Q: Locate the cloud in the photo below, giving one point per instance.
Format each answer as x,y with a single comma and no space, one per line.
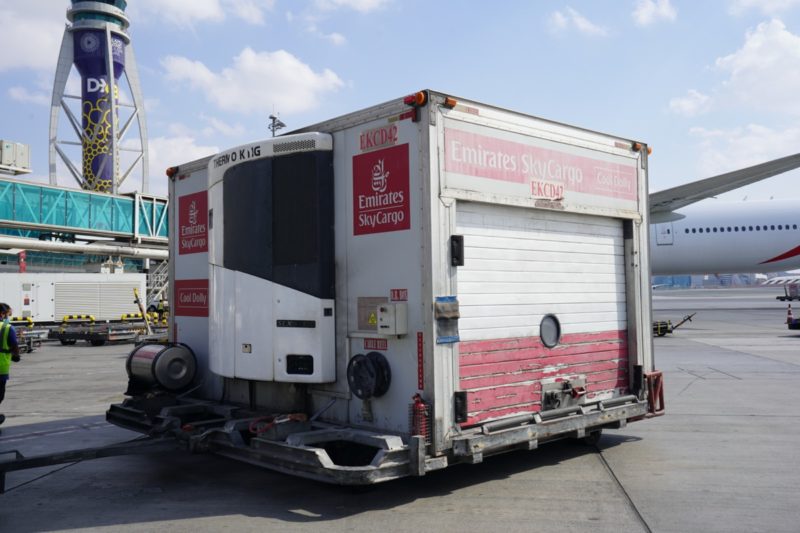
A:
163,152
694,103
765,71
647,12
570,19
256,82
724,150
25,23
363,6
767,7
186,13
21,94
336,39
216,126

■ ■ ■

What is asked: Swap "cloud" for "smoke" in the records above and write them out again with nothing else changed. Leave the pictures out of your answer.

Expected answer:
Q: Locate the smoke in the photo below, giving one point per instance.
Format each answer as x,y with a single comma and no space, one per line.
A:
163,152
694,103
765,71
647,12
570,19
256,82
724,150
25,23
363,6
767,7
186,13
21,94
336,39
216,126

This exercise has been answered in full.